## TO DO
In how many lines of the listing does the string "raised" appear? Give only the number.

## AVAILABLE DATA
▬▬▬
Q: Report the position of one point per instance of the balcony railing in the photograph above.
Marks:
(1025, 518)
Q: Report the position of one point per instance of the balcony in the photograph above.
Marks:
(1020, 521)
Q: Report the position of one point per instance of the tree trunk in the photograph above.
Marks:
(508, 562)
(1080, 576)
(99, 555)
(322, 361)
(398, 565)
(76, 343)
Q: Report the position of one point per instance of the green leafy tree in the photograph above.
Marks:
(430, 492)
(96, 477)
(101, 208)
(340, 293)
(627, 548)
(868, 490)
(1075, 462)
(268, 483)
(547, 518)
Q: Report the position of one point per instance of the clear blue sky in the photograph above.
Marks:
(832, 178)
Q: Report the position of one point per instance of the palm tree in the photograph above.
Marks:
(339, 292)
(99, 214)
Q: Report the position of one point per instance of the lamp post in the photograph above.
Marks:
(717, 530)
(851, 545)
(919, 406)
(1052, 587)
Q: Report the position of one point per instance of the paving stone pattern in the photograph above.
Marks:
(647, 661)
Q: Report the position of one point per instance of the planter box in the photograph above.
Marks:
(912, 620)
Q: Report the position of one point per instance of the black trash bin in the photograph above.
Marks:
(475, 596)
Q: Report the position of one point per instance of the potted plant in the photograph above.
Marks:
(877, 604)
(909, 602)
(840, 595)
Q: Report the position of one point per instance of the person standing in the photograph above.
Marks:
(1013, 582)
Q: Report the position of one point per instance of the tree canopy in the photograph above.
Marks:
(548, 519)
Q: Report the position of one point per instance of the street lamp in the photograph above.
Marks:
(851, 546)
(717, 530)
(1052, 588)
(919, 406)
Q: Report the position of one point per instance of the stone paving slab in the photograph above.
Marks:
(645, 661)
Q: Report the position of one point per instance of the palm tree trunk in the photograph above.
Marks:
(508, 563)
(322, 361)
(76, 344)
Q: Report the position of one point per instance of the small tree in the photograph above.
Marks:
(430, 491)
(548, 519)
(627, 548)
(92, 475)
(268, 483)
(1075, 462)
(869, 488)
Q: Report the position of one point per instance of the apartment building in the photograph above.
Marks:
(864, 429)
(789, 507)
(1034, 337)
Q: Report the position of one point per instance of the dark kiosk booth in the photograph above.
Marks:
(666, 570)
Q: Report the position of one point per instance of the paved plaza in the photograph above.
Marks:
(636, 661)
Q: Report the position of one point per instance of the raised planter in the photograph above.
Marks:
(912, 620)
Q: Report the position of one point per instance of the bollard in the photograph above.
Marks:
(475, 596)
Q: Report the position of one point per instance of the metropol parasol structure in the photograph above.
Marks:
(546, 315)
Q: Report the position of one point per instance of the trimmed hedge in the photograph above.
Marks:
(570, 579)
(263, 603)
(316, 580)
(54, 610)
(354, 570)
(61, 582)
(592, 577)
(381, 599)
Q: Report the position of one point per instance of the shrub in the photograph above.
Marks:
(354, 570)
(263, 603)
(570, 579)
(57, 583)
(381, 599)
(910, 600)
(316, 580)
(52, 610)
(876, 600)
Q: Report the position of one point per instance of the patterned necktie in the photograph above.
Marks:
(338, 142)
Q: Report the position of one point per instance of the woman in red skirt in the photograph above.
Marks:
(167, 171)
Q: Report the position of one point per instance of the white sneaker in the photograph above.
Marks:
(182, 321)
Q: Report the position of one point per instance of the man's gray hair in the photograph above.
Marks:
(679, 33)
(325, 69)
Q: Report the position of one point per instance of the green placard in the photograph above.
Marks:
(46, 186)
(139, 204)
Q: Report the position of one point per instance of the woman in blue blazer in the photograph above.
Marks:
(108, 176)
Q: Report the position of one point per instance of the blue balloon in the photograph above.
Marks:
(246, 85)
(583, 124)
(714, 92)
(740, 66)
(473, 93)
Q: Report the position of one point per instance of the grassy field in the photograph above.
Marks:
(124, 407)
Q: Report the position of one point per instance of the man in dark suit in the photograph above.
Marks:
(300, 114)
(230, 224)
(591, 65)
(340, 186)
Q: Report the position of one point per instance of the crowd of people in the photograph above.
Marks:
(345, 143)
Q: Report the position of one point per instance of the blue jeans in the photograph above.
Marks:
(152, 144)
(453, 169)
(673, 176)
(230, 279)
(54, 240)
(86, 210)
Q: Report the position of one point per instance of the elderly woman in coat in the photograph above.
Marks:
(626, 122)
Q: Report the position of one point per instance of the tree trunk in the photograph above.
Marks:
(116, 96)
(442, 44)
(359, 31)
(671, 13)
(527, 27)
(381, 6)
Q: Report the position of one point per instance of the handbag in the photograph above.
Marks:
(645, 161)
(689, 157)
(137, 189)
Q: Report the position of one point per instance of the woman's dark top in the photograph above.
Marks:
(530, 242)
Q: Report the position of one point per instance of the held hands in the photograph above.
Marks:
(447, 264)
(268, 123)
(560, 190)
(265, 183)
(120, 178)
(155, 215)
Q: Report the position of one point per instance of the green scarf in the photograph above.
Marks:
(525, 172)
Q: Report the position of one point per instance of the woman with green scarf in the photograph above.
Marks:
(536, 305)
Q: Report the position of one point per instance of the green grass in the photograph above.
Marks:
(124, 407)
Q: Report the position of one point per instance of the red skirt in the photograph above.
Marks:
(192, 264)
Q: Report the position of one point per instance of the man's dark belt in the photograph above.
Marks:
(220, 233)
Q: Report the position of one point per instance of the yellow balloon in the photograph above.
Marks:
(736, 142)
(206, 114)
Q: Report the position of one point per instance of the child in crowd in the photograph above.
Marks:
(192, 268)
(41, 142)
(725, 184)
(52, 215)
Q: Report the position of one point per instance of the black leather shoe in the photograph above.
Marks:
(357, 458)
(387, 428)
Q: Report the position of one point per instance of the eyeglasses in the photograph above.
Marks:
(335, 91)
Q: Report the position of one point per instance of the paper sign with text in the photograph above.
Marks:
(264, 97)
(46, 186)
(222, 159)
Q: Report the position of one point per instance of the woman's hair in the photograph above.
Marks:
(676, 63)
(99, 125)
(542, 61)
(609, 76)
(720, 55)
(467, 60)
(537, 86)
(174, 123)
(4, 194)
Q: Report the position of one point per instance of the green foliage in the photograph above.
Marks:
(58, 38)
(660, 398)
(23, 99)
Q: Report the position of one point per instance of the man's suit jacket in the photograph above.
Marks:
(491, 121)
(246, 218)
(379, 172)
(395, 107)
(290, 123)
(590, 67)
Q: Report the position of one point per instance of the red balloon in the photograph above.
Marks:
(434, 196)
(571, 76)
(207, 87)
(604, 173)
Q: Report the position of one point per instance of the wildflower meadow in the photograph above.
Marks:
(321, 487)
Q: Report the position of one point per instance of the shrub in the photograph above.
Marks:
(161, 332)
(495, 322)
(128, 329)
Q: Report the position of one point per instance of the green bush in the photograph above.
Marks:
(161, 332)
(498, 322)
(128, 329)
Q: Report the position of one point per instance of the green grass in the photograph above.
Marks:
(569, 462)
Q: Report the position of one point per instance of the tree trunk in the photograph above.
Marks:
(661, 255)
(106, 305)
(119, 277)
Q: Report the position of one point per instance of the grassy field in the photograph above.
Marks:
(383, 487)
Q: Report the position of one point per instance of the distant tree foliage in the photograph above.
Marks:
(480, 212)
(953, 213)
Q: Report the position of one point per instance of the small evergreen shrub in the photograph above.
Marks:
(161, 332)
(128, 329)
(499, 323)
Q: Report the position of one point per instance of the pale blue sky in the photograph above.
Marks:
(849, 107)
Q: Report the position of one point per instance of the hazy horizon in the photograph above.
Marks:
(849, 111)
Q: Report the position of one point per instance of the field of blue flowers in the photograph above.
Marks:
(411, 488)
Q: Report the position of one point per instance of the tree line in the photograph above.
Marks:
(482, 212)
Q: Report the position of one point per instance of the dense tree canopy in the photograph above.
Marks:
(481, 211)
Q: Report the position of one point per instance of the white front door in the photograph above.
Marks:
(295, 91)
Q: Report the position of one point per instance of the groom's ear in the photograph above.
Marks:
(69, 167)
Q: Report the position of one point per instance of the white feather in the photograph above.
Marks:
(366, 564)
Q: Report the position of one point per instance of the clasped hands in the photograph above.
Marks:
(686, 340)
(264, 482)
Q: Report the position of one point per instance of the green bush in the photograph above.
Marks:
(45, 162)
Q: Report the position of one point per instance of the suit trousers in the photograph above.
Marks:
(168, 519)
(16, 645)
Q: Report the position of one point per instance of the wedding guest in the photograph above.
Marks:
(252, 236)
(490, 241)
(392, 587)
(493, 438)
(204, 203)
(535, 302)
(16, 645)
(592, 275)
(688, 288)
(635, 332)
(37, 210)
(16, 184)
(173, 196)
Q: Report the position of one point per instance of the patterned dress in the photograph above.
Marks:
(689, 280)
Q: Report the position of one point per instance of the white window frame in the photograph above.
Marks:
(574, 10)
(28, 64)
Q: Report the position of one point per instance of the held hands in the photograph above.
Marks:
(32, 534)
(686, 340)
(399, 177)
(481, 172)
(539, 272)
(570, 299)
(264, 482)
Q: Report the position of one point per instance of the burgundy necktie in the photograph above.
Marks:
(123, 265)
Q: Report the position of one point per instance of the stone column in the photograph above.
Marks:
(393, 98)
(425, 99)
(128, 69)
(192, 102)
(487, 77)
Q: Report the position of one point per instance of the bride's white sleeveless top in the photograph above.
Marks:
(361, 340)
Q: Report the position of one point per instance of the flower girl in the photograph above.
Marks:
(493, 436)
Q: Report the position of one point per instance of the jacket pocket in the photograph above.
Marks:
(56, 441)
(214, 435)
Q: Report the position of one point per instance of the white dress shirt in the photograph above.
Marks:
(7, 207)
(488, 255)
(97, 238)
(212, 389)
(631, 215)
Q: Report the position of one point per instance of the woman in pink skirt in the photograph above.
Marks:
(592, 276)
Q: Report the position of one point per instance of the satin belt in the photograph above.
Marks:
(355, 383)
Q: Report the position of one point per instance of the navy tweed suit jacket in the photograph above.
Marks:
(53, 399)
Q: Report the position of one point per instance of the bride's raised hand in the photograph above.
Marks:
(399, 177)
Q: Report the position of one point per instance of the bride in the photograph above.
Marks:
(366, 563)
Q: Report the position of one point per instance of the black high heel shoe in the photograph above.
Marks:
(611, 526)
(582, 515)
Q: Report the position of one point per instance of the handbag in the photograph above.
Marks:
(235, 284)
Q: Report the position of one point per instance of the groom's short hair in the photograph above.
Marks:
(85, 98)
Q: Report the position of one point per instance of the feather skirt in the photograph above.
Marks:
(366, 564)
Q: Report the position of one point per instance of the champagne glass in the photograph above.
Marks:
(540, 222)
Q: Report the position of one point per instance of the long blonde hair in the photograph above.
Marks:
▬▬▬
## RESULT OF THE EXERCISE
2